• **EXCERPT TO READ**:
— begin —

The Mountjoy brothers must also have had a wide circle of friends and acquaintances,
particularly among the better-off Cornish and Scottish graziers and in the Wesleyan community.
Many of these would have been easily encouraged to spend a weekend or a week at Louttit
Bay. Some no doubt initially visited Thomas Mountjoy over the Christmas and New Year
period, as many of his relatives must have done, including Lawrence Mountjoy and Jane and her
ageing father, William.
Was there a moment in 1868 when Sophie Mountjoy, snowed under with children and visitors,
complained that she couldn't take any more? Was some remark made at dinner, or by one of
the brothers as they sat discussing their various business problems over a glass of port?
Somebody may have said: Why don't we build a hotel?'
Much of the material for the construction of the building (the first to be built there of stone)

— end —

[Saved entries]
— begin —

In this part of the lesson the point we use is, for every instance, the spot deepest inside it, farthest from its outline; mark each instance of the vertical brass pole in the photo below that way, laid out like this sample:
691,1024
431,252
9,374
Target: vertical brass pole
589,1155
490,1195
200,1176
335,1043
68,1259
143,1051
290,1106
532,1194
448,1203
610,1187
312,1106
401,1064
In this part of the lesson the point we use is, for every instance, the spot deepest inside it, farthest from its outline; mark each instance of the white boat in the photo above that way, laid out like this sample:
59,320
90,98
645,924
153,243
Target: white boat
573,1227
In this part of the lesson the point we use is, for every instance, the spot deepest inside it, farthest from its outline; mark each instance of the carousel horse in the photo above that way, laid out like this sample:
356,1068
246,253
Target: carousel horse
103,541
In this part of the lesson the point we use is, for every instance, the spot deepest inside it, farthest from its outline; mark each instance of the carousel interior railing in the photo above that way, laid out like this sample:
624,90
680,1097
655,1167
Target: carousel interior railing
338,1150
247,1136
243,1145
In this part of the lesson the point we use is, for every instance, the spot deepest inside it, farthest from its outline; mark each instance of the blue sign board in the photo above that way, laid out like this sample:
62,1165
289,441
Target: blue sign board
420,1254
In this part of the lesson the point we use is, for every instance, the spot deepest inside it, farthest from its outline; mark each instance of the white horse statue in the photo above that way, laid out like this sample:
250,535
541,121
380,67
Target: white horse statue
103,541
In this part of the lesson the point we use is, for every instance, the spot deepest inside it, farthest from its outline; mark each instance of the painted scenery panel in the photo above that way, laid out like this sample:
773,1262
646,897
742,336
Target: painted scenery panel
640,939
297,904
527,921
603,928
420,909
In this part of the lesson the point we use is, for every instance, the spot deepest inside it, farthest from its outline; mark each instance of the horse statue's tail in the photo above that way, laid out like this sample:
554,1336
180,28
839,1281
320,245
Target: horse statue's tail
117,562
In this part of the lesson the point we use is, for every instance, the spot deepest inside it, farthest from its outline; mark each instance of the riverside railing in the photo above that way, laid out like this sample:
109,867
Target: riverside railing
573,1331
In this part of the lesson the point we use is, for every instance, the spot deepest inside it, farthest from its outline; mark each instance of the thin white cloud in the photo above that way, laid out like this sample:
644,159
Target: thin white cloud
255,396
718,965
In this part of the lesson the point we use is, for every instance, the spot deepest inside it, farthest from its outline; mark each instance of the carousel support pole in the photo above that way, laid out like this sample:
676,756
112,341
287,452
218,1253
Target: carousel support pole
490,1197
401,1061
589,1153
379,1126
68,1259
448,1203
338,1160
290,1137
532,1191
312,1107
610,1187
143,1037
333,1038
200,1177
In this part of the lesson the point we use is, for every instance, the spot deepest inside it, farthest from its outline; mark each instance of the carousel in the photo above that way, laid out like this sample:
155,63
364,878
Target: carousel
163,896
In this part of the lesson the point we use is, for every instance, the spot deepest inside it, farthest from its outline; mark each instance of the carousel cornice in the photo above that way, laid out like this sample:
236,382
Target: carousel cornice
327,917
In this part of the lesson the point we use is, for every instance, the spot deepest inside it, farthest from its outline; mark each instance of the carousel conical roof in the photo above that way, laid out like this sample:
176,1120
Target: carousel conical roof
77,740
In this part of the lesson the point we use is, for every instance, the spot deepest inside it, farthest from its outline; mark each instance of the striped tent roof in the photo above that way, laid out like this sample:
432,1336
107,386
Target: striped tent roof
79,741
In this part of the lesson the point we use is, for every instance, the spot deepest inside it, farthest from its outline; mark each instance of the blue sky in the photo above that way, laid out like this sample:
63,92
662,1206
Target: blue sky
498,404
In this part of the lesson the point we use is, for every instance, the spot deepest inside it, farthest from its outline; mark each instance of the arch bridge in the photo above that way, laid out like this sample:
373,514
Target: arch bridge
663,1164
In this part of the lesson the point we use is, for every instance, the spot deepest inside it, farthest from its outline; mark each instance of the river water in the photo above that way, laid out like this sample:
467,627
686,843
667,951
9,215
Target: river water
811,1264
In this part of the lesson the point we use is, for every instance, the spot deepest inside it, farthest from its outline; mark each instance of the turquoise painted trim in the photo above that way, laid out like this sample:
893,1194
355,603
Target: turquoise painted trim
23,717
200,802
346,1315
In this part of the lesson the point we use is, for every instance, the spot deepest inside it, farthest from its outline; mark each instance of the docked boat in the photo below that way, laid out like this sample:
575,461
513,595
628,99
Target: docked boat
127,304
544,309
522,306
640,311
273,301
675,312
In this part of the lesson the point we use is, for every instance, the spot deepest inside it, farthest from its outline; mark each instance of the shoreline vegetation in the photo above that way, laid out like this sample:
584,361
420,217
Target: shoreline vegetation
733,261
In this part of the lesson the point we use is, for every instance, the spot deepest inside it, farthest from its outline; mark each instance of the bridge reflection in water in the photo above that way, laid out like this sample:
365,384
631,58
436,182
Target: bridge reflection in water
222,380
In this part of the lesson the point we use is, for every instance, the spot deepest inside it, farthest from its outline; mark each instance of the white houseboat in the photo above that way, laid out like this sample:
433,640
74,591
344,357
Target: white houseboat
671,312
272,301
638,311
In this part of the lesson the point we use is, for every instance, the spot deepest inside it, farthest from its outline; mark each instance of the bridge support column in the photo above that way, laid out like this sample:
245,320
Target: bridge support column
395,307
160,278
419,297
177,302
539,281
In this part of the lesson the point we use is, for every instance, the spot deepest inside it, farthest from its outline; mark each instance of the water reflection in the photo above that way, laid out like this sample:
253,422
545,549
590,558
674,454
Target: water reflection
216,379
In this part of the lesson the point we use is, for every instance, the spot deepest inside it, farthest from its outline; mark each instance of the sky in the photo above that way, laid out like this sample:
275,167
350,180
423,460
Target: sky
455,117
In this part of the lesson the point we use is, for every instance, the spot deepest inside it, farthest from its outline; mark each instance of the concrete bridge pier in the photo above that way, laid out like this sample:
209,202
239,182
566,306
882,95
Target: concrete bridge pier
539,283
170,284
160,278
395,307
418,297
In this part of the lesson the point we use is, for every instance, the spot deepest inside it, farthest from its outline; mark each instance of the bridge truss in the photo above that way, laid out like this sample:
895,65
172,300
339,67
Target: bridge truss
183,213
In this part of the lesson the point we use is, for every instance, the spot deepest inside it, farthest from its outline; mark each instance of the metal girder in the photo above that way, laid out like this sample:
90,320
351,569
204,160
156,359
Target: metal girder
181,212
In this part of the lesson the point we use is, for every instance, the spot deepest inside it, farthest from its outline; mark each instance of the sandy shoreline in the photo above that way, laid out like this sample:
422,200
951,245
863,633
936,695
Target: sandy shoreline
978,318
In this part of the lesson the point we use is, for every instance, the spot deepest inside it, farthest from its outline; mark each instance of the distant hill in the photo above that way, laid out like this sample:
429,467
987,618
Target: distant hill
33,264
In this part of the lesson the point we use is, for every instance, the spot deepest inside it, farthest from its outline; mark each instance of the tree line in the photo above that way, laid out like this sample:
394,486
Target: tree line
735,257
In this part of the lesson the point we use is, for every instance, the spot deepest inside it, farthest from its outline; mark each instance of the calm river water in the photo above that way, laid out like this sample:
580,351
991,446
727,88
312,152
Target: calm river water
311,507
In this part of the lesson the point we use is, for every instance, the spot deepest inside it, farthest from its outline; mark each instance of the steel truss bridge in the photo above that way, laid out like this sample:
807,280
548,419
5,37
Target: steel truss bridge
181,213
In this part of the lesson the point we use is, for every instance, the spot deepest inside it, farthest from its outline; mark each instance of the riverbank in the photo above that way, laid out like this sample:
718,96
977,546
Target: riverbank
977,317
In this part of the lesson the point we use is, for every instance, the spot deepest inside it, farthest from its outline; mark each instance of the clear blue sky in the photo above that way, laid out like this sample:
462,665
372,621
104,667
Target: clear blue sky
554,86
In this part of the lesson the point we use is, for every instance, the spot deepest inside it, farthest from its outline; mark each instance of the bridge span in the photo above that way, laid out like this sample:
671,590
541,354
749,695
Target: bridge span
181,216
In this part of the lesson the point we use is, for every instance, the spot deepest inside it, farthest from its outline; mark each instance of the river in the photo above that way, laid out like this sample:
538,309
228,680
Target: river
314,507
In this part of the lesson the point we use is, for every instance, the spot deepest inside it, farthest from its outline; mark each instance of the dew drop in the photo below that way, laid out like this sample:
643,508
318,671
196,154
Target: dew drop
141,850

— end —

Reproduce the entire passage above about the Mountjoy family and Louttit Bay word for word, keeping every character and punctuation mark unchanged.

The Mountjoy brothers must also have had a wide circle of friends and acquaintances,
particularly among the better-off Cornish and Scottish graziers and in the Wesleyan community.
Many of these would have been easily encouraged to spend a weekend or a week at Louttit
Bay. Some no doubt initially visited Thomas Mountjoy over the Christmas and New Year
period, as many of his relatives must have done, including Lawrence Mountjoy and Jane and her
ageing father, William.
Was there a moment in 1868 when Sophie Mountjoy, snowed under with children and visitors,
complained that she couldn't take any more? Was some remark made at dinner, or by one of
the brothers as they sat discussing their various business problems over a glass of port?
Somebody may have said: Why don't we build a hotel?'
Much of the material for the construction of the building (the first to be built there of stone)